▼

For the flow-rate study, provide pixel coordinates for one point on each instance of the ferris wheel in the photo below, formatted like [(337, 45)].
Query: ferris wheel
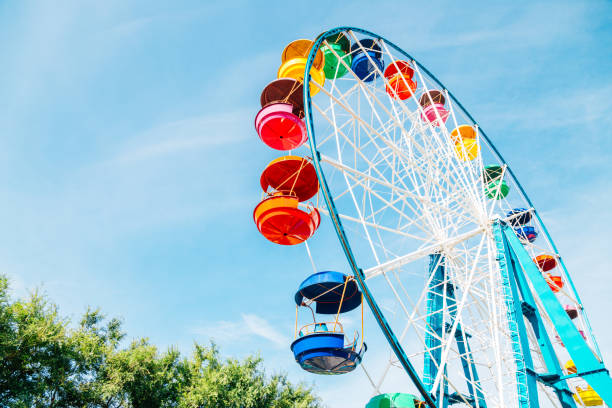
[(441, 241)]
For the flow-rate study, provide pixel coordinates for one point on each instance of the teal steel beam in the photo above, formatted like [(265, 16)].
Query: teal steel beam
[(585, 360), (526, 378), (533, 317), (435, 329)]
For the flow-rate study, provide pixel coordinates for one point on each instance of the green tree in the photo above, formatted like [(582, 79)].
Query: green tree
[(45, 362)]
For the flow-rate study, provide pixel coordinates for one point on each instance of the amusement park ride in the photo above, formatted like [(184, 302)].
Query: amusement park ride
[(428, 213)]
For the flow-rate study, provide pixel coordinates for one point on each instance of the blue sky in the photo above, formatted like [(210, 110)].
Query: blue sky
[(129, 165)]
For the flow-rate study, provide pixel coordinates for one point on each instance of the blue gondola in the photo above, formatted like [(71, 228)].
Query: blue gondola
[(325, 353), (526, 233), (520, 216), (321, 348), (365, 64)]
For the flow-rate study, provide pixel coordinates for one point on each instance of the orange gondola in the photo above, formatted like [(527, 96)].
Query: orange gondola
[(554, 282), (291, 175), (401, 85), (545, 262), (279, 219)]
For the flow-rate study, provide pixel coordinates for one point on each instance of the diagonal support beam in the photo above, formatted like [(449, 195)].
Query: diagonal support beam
[(597, 375)]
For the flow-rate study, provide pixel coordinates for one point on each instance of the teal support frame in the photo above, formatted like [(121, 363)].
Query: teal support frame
[(518, 270), (598, 378), (435, 326)]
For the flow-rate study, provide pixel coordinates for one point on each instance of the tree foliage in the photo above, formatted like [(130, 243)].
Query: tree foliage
[(45, 362)]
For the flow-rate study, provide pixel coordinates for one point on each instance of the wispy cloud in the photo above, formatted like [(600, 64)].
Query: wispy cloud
[(184, 135), (243, 330)]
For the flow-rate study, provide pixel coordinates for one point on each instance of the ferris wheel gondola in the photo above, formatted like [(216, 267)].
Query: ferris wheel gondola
[(428, 213)]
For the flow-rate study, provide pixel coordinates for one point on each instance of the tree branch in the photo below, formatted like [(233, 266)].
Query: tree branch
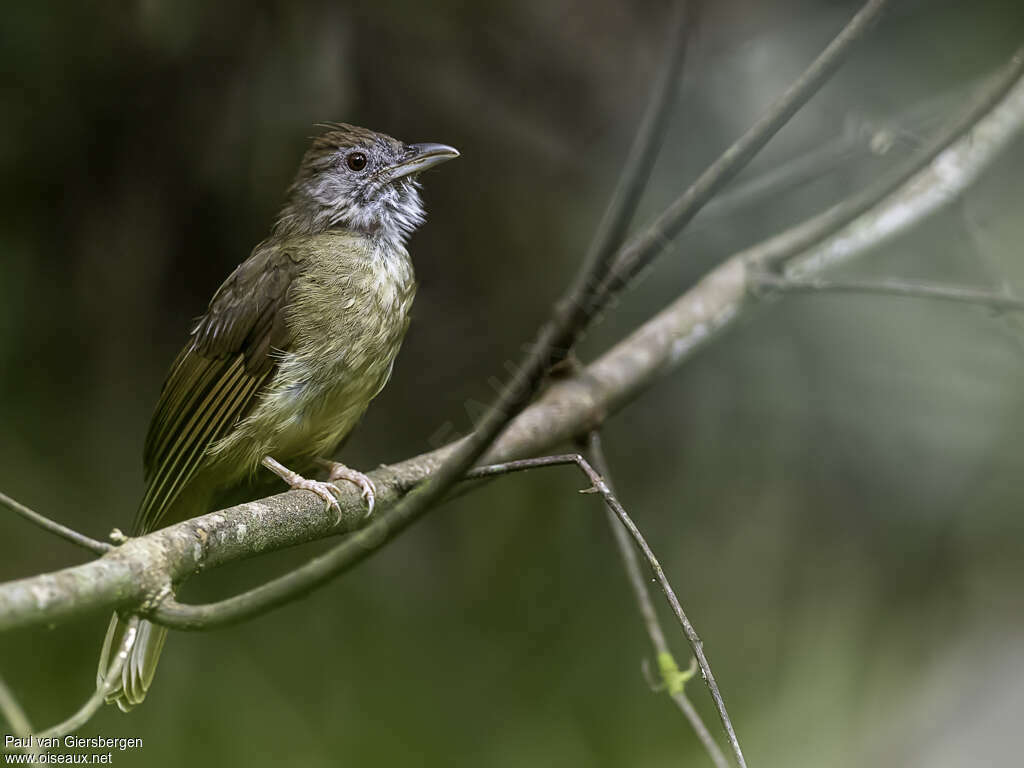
[(11, 711), (672, 678), (979, 297), (97, 548), (623, 522), (142, 569), (642, 249)]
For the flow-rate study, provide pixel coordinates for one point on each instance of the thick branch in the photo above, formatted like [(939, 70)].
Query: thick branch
[(993, 300), (141, 568)]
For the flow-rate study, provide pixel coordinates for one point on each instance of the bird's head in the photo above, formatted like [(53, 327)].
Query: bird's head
[(359, 179)]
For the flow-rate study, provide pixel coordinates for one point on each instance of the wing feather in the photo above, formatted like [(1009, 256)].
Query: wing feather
[(217, 377)]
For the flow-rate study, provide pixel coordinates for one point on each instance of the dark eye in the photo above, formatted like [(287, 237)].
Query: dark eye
[(356, 161)]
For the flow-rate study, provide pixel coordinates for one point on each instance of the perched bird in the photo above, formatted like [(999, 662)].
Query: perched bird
[(290, 351)]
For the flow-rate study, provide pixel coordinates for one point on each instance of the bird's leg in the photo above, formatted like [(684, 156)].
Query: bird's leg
[(339, 471), (325, 491)]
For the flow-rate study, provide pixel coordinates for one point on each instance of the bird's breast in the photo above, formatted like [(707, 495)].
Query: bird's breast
[(348, 313)]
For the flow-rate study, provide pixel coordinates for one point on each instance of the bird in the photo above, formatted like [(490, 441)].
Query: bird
[(292, 348)]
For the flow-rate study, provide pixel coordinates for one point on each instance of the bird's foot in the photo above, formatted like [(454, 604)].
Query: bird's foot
[(339, 471), (325, 491)]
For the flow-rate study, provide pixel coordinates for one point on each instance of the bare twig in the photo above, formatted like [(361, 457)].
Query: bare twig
[(996, 301), (569, 320), (672, 679), (611, 230), (571, 315), (96, 700), (64, 531), (15, 717), (600, 485), (141, 568), (642, 249), (776, 251)]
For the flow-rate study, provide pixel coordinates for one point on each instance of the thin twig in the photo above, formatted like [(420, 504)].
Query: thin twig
[(776, 251), (641, 250), (599, 485), (595, 454), (15, 717), (979, 297), (111, 680), (611, 230), (140, 568), (64, 531), (571, 315), (569, 320)]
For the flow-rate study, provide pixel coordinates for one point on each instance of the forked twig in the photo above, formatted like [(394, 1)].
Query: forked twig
[(671, 678), (599, 485), (46, 523)]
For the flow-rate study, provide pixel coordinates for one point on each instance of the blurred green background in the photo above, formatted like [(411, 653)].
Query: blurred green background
[(835, 486)]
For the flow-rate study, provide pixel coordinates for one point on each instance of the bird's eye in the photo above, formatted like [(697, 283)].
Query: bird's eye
[(356, 161)]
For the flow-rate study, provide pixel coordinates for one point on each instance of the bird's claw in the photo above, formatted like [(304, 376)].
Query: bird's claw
[(368, 492), (330, 494)]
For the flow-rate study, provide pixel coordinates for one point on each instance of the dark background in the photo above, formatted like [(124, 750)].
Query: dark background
[(835, 486)]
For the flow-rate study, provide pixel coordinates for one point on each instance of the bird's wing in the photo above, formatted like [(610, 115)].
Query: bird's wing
[(217, 377)]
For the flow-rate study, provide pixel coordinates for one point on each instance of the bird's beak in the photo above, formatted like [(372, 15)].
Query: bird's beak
[(419, 158)]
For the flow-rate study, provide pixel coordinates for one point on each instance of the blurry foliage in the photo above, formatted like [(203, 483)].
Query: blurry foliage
[(835, 487)]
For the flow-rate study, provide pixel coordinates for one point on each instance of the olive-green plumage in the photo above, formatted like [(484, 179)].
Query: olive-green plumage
[(292, 347)]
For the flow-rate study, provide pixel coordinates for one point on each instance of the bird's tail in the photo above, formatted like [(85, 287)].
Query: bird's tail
[(139, 667)]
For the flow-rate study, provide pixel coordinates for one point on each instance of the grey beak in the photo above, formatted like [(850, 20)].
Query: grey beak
[(419, 158)]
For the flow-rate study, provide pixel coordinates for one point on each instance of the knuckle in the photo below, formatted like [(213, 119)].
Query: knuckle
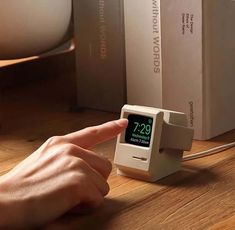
[(107, 166), (70, 149), (55, 140), (93, 131), (106, 189)]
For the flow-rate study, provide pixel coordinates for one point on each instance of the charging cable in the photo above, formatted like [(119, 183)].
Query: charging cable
[(208, 152)]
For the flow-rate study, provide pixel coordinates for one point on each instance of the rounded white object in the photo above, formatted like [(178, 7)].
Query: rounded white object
[(31, 27)]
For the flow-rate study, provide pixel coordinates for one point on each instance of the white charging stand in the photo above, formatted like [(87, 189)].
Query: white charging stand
[(158, 152)]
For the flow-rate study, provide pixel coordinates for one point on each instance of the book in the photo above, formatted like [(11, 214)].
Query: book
[(173, 54), (198, 59), (100, 54), (143, 52)]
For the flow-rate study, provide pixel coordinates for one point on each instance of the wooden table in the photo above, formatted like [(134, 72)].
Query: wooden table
[(200, 196)]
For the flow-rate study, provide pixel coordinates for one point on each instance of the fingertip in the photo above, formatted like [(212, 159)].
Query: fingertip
[(123, 122)]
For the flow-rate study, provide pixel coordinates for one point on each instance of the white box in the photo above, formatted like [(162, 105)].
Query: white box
[(143, 52), (100, 54), (198, 55)]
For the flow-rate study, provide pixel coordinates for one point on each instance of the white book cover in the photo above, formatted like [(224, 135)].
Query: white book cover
[(198, 56), (143, 52)]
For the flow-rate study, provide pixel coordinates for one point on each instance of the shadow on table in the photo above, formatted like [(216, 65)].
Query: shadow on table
[(190, 176), (85, 218)]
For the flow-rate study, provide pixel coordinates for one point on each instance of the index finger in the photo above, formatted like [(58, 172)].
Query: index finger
[(91, 136)]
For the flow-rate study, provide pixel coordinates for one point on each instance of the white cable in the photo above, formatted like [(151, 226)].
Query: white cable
[(209, 152)]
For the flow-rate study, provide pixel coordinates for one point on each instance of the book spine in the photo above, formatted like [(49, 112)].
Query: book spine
[(100, 61), (182, 48), (219, 62), (143, 52)]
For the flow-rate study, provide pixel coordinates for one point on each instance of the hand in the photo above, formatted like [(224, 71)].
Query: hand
[(58, 176)]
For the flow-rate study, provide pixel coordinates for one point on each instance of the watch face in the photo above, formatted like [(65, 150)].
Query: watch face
[(139, 130)]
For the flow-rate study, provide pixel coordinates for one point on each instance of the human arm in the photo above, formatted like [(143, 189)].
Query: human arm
[(60, 175)]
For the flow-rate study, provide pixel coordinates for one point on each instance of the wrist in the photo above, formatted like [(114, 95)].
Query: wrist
[(9, 215)]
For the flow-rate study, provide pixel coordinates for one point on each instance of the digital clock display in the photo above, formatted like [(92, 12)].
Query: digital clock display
[(139, 130)]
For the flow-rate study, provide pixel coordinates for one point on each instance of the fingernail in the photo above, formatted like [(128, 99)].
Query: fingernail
[(122, 122)]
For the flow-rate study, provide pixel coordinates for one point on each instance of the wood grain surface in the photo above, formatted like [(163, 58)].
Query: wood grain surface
[(200, 196)]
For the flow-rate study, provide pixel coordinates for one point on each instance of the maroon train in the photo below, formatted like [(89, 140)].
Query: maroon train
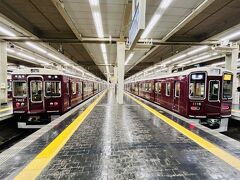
[(203, 93), (39, 93)]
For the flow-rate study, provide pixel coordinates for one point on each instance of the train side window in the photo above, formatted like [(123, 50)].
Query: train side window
[(74, 88), (197, 86), (227, 86), (53, 88), (19, 88), (177, 89), (213, 90), (79, 87), (158, 87), (36, 91), (168, 89)]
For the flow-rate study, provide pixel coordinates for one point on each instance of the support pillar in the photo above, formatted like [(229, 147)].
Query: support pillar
[(120, 71), (115, 79), (170, 68), (3, 72), (231, 64), (108, 78)]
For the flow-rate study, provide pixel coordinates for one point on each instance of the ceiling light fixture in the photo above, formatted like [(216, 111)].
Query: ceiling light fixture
[(157, 15), (36, 47), (7, 32), (26, 56), (97, 18), (197, 50), (129, 58), (231, 36), (57, 58), (9, 50)]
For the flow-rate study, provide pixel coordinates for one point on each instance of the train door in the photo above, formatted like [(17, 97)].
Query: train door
[(176, 96), (35, 98)]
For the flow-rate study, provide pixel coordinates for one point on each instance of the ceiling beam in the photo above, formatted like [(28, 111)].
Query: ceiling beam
[(192, 15)]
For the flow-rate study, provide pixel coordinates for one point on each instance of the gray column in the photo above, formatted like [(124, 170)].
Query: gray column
[(3, 72), (115, 78), (231, 64), (120, 70)]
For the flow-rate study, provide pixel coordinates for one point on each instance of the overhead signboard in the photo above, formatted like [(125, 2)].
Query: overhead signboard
[(138, 22)]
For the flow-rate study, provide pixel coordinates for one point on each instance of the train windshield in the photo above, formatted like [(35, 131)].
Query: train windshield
[(53, 89), (197, 86), (227, 86), (36, 91), (19, 88)]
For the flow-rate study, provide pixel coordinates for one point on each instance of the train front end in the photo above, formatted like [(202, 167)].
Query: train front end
[(210, 97)]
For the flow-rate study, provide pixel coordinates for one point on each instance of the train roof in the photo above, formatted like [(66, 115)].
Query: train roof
[(44, 71), (211, 71)]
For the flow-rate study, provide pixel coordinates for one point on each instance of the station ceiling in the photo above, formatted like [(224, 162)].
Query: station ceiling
[(43, 19)]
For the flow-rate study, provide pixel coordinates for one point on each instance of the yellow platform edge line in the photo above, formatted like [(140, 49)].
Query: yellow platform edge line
[(5, 109), (214, 149), (35, 167)]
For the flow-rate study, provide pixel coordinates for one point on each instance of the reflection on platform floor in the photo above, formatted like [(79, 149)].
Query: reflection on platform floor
[(128, 142)]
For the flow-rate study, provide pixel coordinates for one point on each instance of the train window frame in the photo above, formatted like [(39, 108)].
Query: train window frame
[(209, 87), (175, 92), (74, 90), (60, 83), (226, 98), (13, 88), (166, 90), (31, 91), (205, 86)]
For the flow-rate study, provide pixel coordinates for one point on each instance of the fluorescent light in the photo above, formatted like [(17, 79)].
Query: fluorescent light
[(200, 58), (218, 64), (26, 56), (7, 32), (94, 2), (10, 50), (42, 62), (53, 56), (57, 58), (151, 24), (129, 58), (197, 50), (97, 18), (157, 15), (36, 47), (231, 36)]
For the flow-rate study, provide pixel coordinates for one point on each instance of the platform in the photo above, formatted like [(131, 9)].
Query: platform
[(6, 111), (131, 141)]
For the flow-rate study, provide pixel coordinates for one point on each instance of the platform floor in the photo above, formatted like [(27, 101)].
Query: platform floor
[(128, 142)]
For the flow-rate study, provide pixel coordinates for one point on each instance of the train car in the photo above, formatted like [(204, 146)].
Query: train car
[(40, 93), (9, 86), (203, 93)]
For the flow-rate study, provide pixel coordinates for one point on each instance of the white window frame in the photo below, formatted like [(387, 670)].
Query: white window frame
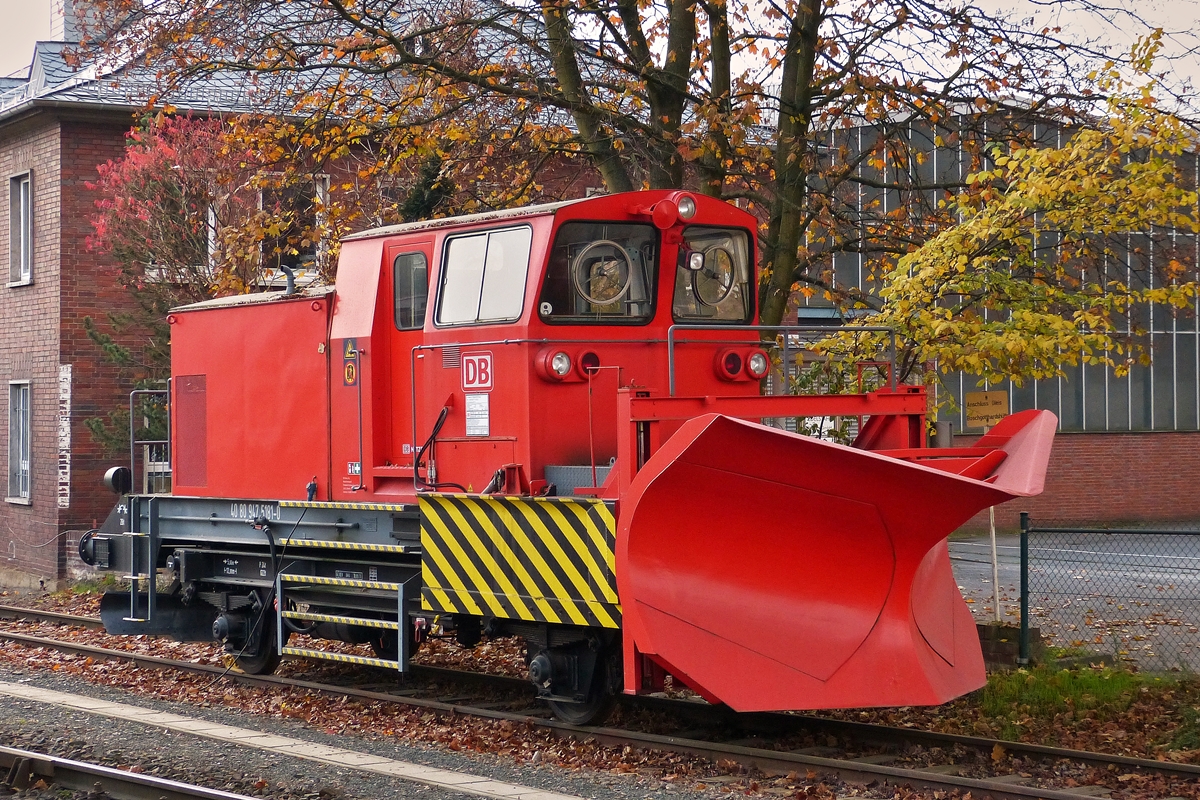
[(21, 229), (21, 443), (274, 277)]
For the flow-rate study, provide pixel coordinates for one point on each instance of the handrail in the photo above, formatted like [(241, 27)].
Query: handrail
[(877, 329)]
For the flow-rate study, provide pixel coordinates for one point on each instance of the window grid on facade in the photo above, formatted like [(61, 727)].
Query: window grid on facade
[(21, 228), (1159, 395), (19, 440)]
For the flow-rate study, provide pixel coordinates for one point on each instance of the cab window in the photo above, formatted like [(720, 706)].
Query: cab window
[(411, 287), (484, 276), (600, 272), (713, 276)]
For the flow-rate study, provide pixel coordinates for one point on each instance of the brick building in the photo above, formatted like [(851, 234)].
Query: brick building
[(57, 125)]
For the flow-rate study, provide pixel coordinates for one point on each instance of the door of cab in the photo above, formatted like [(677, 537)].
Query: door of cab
[(406, 277)]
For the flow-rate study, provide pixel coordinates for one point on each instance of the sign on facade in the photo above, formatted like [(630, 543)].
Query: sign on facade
[(985, 409)]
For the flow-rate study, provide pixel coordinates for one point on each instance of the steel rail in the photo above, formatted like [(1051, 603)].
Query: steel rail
[(25, 768), (765, 759), (771, 721)]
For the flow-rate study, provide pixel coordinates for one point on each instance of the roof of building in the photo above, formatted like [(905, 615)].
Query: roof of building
[(54, 80)]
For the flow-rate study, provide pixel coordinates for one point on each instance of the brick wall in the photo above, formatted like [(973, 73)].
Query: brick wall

▲

• **Task objective**
Reproduce exactly, and only, the part of the listing above that begins at the line with "like [(216, 65)]." and goes on through the line with "like [(128, 99)].".

• **Final answer**
For the flow-rate study, provide pixel coordinates for one point on each instance of the shadow on table in the photo above, formatted like [(216, 65)].
Query: shadow on table
[(190, 176), (85, 218)]
For the flow-rate study, provide pixel coordinates for one point on each instance of the index finger in the photo above, formatted like [(58, 172)].
Query: index finger
[(91, 136)]
For the flow-rate study, provide pixel coordinates for one point on each instance of the white cable in the photo above, formatted like [(151, 226)].
Query: white cable
[(209, 152)]
For the flow-rate study, provide pixel coordinates for one point on each instance of the book spine in the photo above, formatted like [(49, 112)].
Query: book spine
[(100, 61), (182, 48), (219, 62), (143, 52)]
For the flow-rate study, provide pixel coordinates for one point on each instance of the hand in the photo above, formatted like [(224, 71)].
Query: hand
[(58, 176)]
For the flow-rate study, provide pixel coordinates for one point on each instance of the watch face in the photo above, formatted like [(65, 150)].
Query: watch face
[(139, 130)]
For the flow-rate study, provide pixel coordinates for one point on each instance of the human arm in the photo above, formatted like [(143, 189)].
Query: human arm
[(60, 175)]
For the flow-rate study, provide pixel coordinates for one point on each instance of the wrist in the photo above, formatted like [(114, 95)].
Query: wrist
[(9, 215)]
For the flow-rate study, provide pixel coordinates for one point on each instance of the digital clock display in the photo above, formatted like [(92, 12)].
Query: digital clock display
[(139, 130)]
For the flow-rate study, provide pixel coordinates for one point on each instance of the fingernail in the photo above, formatted like [(128, 99)].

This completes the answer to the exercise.